Segment Start: Given entries

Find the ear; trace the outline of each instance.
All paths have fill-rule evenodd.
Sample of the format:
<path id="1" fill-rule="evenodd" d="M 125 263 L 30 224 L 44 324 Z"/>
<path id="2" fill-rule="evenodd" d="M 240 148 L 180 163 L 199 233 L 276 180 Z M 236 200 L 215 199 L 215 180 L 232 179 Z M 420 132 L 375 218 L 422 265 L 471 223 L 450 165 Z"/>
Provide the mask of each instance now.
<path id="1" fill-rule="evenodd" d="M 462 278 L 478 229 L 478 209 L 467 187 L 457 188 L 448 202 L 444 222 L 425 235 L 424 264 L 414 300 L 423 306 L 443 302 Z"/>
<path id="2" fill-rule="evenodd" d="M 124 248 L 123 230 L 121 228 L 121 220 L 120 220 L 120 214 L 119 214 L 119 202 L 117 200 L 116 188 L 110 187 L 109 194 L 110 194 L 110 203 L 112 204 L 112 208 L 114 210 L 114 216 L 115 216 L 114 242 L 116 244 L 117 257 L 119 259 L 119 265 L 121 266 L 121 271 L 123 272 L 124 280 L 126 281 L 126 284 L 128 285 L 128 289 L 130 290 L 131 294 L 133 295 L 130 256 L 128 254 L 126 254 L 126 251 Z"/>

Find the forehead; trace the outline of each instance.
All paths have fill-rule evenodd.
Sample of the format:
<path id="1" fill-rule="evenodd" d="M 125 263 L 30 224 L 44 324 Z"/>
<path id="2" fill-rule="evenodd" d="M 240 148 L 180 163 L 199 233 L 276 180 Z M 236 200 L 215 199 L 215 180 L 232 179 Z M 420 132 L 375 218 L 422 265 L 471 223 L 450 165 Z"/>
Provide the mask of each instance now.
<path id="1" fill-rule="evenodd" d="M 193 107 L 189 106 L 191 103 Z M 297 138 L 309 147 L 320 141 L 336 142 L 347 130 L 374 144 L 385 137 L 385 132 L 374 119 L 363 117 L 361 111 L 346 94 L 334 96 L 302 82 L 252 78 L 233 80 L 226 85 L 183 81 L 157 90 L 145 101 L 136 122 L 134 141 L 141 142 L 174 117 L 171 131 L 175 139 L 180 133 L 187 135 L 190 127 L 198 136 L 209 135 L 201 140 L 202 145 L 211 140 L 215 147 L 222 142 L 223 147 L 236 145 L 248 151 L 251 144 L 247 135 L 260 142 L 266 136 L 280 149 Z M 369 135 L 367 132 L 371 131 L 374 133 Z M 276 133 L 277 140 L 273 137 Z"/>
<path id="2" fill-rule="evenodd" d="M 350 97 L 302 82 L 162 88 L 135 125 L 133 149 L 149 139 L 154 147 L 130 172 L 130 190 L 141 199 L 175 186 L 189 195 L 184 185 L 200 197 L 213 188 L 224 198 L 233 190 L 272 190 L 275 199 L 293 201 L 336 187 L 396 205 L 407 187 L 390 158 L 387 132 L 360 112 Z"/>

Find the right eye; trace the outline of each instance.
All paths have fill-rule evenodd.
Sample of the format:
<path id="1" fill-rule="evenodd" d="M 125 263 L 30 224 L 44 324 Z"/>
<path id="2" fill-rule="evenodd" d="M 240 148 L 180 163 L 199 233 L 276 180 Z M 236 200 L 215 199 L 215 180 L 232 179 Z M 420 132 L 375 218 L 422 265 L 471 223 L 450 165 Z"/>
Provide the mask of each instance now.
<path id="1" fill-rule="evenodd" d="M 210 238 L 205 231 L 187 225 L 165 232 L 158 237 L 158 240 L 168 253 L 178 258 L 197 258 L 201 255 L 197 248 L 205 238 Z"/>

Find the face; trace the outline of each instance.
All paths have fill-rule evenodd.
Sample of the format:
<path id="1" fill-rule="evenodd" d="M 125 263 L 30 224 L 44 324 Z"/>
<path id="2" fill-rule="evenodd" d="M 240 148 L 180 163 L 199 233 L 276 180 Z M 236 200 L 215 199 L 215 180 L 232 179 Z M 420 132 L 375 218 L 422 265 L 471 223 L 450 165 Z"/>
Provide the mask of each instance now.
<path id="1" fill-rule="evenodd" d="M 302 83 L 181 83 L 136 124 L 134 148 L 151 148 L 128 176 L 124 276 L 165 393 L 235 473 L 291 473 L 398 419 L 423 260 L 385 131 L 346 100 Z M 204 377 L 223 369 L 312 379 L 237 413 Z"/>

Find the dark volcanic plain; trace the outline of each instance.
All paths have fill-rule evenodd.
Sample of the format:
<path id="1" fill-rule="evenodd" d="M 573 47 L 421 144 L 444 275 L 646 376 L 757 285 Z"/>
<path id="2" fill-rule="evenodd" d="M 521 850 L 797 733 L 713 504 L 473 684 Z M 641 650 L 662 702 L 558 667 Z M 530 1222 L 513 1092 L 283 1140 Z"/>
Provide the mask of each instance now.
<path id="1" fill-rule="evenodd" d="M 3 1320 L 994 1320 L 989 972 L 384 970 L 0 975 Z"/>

Segment End: Given entries

Write out every entry exactly as given.

Find the ear; trace the outline of each instance.
All paths have fill-rule evenodd.
Sample of the format:
<path id="1" fill-rule="evenodd" d="M 125 263 L 30 224 L 44 324 Z"/>
<path id="2" fill-rule="evenodd" d="M 240 148 L 180 163 L 199 233 L 276 180 Z M 236 200 L 215 199 L 215 180 L 232 179 Z M 420 132 L 375 218 L 422 265 L 471 223 L 450 165 Z"/>
Provide the mask of each instance now.
<path id="1" fill-rule="evenodd" d="M 462 278 L 478 229 L 478 209 L 467 187 L 457 188 L 448 202 L 444 222 L 425 235 L 424 264 L 414 300 L 423 306 L 443 302 Z"/>
<path id="2" fill-rule="evenodd" d="M 124 248 L 123 230 L 121 228 L 121 220 L 120 220 L 120 214 L 119 214 L 119 202 L 117 200 L 116 188 L 110 187 L 109 194 L 110 194 L 110 203 L 112 204 L 112 208 L 114 210 L 114 216 L 115 216 L 114 242 L 116 244 L 117 257 L 119 259 L 119 265 L 121 266 L 121 271 L 123 272 L 124 280 L 126 281 L 126 284 L 128 285 L 128 289 L 130 290 L 131 294 L 133 295 L 130 256 L 128 254 L 126 254 L 126 251 Z"/>

Find the forehead; trace the outline of each instance.
All paths have fill-rule evenodd.
Sample of the format:
<path id="1" fill-rule="evenodd" d="M 125 263 L 30 224 L 44 324 Z"/>
<path id="2" fill-rule="evenodd" d="M 240 148 L 180 163 L 199 233 L 276 180 Z M 236 200 L 215 199 L 215 180 L 232 179 Z M 420 132 L 375 218 L 422 265 L 471 223 L 450 165 Z"/>
Provide the mask of each instance now.
<path id="1" fill-rule="evenodd" d="M 193 107 L 189 106 L 191 103 Z M 297 138 L 309 147 L 320 141 L 336 142 L 347 130 L 374 144 L 385 137 L 385 132 L 374 119 L 363 117 L 361 111 L 346 94 L 334 96 L 302 82 L 252 78 L 233 80 L 226 85 L 183 81 L 157 90 L 145 101 L 136 122 L 134 141 L 141 142 L 174 117 L 171 131 L 175 139 L 180 133 L 187 135 L 190 127 L 198 136 L 209 135 L 201 140 L 202 145 L 211 140 L 215 147 L 222 142 L 223 147 L 236 145 L 248 151 L 251 144 L 247 135 L 260 142 L 266 136 L 280 149 Z M 369 135 L 367 132 L 371 131 L 374 133 Z M 276 133 L 277 140 L 273 137 Z"/>
<path id="2" fill-rule="evenodd" d="M 350 97 L 302 82 L 162 88 L 135 125 L 133 149 L 149 139 L 154 147 L 130 172 L 130 190 L 141 199 L 175 186 L 189 195 L 184 185 L 200 197 L 213 188 L 224 198 L 233 190 L 272 190 L 275 199 L 293 201 L 336 187 L 396 205 L 407 187 L 390 158 L 387 132 L 360 112 Z"/>

Find the right eye; trace the outline of each instance.
All paths have fill-rule evenodd.
Sample of the format:
<path id="1" fill-rule="evenodd" d="M 125 263 L 30 224 L 44 324 Z"/>
<path id="2" fill-rule="evenodd" d="M 240 148 L 180 163 L 199 233 L 276 180 Z M 236 200 L 215 199 L 215 180 L 232 179 Z M 420 132 L 375 218 L 422 265 L 471 223 L 450 165 Z"/>
Provide the mask of each instance now.
<path id="1" fill-rule="evenodd" d="M 210 238 L 205 231 L 187 225 L 165 232 L 158 237 L 158 240 L 168 253 L 178 258 L 197 258 L 201 255 L 197 248 L 205 238 Z"/>

Find the face; trace the outline of each instance.
All paths have fill-rule evenodd.
Sample of the format:
<path id="1" fill-rule="evenodd" d="M 125 263 L 30 224 L 44 324 Z"/>
<path id="2" fill-rule="evenodd" d="M 240 148 L 180 163 L 199 233 L 276 180 Z M 236 200 L 215 199 L 215 180 L 232 179 Z M 420 132 L 375 218 L 422 265 L 471 223 L 450 165 Z"/>
Provide the mask of each instance now.
<path id="1" fill-rule="evenodd" d="M 302 83 L 181 83 L 136 124 L 134 148 L 151 148 L 128 176 L 124 276 L 165 393 L 235 473 L 291 473 L 398 419 L 423 260 L 385 131 L 346 100 Z M 204 377 L 223 369 L 312 379 L 237 413 Z"/>

Find the dark volcanic plain; trace the outline of each instance.
All paths have fill-rule evenodd.
Sample of the format:
<path id="1" fill-rule="evenodd" d="M 573 47 L 421 144 L 444 275 L 646 376 L 757 285 Z"/>
<path id="2" fill-rule="evenodd" d="M 521 850 L 797 733 L 713 504 L 473 684 Z M 641 650 L 662 702 L 558 667 Z M 530 1222 L 513 1092 L 283 1140 Z"/>
Provide the mask of each instance now.
<path id="1" fill-rule="evenodd" d="M 3 1320 L 994 1320 L 989 972 L 384 970 L 0 975 Z"/>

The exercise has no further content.